## Requisitos del ejercicio
Contesta brevemente, a partir del texto sobre la desigualdad:
(a) ¿A cuántas personas ha beneficiado la implementación del Ingreso Mínimo Vital y cuántas estaban previstas?
(b) ¿A cuánto ascienden los fondos procedentes de la Unión Europea?
(c) Según el último párrafo, ¿de qué dependerá que se pueda construir otro relato?

## Texto proporcionado
______

Si el sistema económico productor de desigualdad fuera un par de agujas de punto, las medidas que en su día se adoptaron para hacer frente a la crisis del 2008, como los recortes en salud y educación, la anemia provocada al sistema de protección social, las bajadas de impuestos a los que más ganan o la devaluación salarial, serían los hilos con los que se ha ido tejiendo la alfombra roja sobre la que, en el 2020, hemos visto desfilar al coronavirus. Es fundamental que no repitamos los errores del pasado. De las crisis se puede salir con políticas justas y equitativas, que prioricen los derechos y el bienestar de las personas más vulnerables. En España, los ERTE han evitado que más de 700.000 caigan en situación de pobreza, y la adopción del Ingreso Mínimo Vital ha constituido un avance histórico, reclamado desde hace mucho tiempo por organizaciones como Oxfam Intermón, para asegurar una renta mínima para todas las personas. Sin embargo, el esfuerzo realizado no es suficiente. La implementación del Ingreso Mínimo Vital ha beneficiado, tan solo, a 160.000 personas de las 850.000 previstas, debido principalmente a deficiencias administrativas que deben solucionarse de forma urgente. Además, es imprescindible que se continúen impulsando medidas contra la precariedad laboral, por un empleo digno, y a favor de una política fiscal que asegure que los que más ganan son los que más impuestos pagan. Tanto Oxfam Intermón como las diferentes plataformas de la sociedad civil por una fiscalidad justa venimos exigiendo desde hace años, entre otras medidas, equiparar la tributación de las rentas del capital a la de las rentas del trabajo, gravar el patrimonio, acabar con las deducciones tributarias innecesarias a las grandes empresas y combatir con determinación el fraude fiscal. Los fondos procedentes de la Unión Europea, 140.000 millones de euros, deben servir para impulsar reformas estructurales hacia un sistema más justo y sostenible.
La historia de siempre, esa que cuenta que los platos rotos en las crisis los acaban pagando las mismas personas es, en realidad, una historia evitable. De las decisiones que el Gobierno tome en los próximos meses dependerá que esta vez, por fin, podamos construir otro relato.

______

## Líneas proporcionadas
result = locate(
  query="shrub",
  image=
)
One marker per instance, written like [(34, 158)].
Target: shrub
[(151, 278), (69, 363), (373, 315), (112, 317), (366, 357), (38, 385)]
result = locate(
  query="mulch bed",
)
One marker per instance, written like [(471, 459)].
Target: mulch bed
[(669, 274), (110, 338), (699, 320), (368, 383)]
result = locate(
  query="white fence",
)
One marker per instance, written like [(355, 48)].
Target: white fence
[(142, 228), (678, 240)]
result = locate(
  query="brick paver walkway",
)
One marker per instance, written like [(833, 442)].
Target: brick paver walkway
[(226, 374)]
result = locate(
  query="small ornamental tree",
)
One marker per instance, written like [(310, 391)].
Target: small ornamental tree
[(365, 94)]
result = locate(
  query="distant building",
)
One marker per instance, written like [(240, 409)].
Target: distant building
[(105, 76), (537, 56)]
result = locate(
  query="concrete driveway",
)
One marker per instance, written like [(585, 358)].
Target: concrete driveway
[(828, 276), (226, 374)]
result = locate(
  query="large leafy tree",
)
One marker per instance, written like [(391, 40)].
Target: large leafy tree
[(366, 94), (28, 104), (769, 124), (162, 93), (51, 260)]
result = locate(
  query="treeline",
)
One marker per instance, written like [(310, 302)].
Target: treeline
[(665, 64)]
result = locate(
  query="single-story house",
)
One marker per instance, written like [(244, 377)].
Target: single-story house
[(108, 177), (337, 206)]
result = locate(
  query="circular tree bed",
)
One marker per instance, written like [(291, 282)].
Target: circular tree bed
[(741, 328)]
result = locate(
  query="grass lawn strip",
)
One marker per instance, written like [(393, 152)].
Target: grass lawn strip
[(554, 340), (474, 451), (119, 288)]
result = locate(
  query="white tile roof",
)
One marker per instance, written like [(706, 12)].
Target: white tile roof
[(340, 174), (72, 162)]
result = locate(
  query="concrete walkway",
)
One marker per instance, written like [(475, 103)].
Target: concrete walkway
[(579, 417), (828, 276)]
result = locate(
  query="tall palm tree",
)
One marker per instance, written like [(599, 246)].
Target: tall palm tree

______

## Respuesta del ejercicio
(a) A 160.000 personas, de las 850.000 previstas.
(b) A 140.000 millones de euros.
(c) De las decisiones que el Gobierno tome en los próximos meses.